- Task inputs
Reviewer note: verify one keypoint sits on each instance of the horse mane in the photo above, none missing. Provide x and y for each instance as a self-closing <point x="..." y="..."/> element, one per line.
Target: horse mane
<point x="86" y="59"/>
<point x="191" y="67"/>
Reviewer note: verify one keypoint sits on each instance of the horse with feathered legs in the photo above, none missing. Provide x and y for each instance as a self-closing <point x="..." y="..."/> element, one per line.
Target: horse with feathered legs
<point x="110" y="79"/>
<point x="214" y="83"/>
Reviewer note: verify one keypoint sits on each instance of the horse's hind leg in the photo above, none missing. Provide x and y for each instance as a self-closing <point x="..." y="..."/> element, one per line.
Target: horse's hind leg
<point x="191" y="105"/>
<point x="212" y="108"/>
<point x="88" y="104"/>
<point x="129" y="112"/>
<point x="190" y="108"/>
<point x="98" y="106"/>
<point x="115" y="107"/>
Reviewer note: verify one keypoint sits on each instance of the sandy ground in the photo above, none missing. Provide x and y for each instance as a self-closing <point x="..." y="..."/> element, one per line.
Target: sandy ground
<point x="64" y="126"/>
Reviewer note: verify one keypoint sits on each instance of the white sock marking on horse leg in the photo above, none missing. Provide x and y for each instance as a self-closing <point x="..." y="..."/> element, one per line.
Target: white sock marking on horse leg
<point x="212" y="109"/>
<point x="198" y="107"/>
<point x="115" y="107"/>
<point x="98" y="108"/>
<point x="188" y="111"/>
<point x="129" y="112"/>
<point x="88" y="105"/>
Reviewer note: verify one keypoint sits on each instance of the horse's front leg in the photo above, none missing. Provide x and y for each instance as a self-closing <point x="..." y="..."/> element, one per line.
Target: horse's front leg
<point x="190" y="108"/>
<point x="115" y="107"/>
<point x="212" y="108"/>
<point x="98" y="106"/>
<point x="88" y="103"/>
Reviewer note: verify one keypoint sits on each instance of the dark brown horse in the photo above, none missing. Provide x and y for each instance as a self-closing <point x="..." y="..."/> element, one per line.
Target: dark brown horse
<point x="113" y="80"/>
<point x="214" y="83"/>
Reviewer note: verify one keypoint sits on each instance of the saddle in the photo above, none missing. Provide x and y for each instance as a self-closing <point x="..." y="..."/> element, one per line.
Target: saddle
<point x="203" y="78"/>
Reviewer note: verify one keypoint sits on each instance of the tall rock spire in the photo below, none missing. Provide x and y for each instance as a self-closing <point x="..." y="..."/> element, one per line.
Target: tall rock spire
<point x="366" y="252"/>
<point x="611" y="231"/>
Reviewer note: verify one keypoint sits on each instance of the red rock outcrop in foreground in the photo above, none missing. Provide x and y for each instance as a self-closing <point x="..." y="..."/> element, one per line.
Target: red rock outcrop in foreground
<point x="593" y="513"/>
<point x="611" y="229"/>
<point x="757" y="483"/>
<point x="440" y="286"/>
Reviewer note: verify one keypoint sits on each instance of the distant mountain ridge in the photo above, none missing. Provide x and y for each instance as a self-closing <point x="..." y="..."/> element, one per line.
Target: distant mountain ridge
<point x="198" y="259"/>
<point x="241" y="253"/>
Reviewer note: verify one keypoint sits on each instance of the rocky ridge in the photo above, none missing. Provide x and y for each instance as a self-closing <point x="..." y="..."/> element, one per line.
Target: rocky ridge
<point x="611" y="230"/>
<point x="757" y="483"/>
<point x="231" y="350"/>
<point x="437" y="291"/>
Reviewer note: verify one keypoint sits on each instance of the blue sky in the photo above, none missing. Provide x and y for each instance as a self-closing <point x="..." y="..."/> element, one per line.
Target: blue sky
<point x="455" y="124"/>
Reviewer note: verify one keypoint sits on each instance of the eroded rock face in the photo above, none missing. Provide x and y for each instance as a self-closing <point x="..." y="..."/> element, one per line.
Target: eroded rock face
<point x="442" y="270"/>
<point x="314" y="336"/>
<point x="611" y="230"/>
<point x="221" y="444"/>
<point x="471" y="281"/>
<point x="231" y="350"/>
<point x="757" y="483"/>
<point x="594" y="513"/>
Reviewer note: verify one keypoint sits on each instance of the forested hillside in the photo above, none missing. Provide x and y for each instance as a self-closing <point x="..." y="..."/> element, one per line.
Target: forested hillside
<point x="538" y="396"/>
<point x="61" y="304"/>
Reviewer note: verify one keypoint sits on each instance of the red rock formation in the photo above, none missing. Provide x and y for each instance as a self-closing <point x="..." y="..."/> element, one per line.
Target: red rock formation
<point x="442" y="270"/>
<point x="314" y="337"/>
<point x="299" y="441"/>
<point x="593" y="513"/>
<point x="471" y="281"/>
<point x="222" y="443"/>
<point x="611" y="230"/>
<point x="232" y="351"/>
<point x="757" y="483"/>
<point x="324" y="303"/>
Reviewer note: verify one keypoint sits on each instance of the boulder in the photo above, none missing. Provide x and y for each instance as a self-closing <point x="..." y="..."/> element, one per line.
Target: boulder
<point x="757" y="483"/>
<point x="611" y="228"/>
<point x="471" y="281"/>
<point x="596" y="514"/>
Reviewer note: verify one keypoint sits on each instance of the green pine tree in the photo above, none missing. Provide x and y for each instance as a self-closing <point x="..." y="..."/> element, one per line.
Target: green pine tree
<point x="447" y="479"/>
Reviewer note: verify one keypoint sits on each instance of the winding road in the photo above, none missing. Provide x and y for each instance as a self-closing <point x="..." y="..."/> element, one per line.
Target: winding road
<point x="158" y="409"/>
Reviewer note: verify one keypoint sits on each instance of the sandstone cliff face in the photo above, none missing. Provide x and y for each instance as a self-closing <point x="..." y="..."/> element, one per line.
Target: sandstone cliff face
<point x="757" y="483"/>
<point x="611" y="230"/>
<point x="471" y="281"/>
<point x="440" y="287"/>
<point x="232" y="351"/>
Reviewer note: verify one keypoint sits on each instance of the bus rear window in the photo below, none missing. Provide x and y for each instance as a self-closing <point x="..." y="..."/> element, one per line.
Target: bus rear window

- What is required
Quote only the lines from the one containing "of the winding" through the final line of the records, with both ends included.

- Worked answer
Reviewer note: verify one keypoint sits on each instance of the winding road in the photo above, none missing. Provide x and y for each instance as a self-closing <point x="..." y="..."/> element, one per line.
Target: winding road
<point x="158" y="409"/>
Reviewer note: verify one keypoint sits on each instance of the sandstone cliff face in the photo above, none missing. Provide x and y for each instance as a self-closing <point x="..." y="..."/> element, one per line.
Target: sandstone cliff face
<point x="757" y="483"/>
<point x="611" y="230"/>
<point x="471" y="281"/>
<point x="440" y="287"/>
<point x="232" y="351"/>
Reviewer note: verify one keypoint sits on each instance of the bus rear window in the photo below, none missing. Provide x and y for each instance as a self-closing <point x="..." y="..."/> element, one per line.
Target: bus rear window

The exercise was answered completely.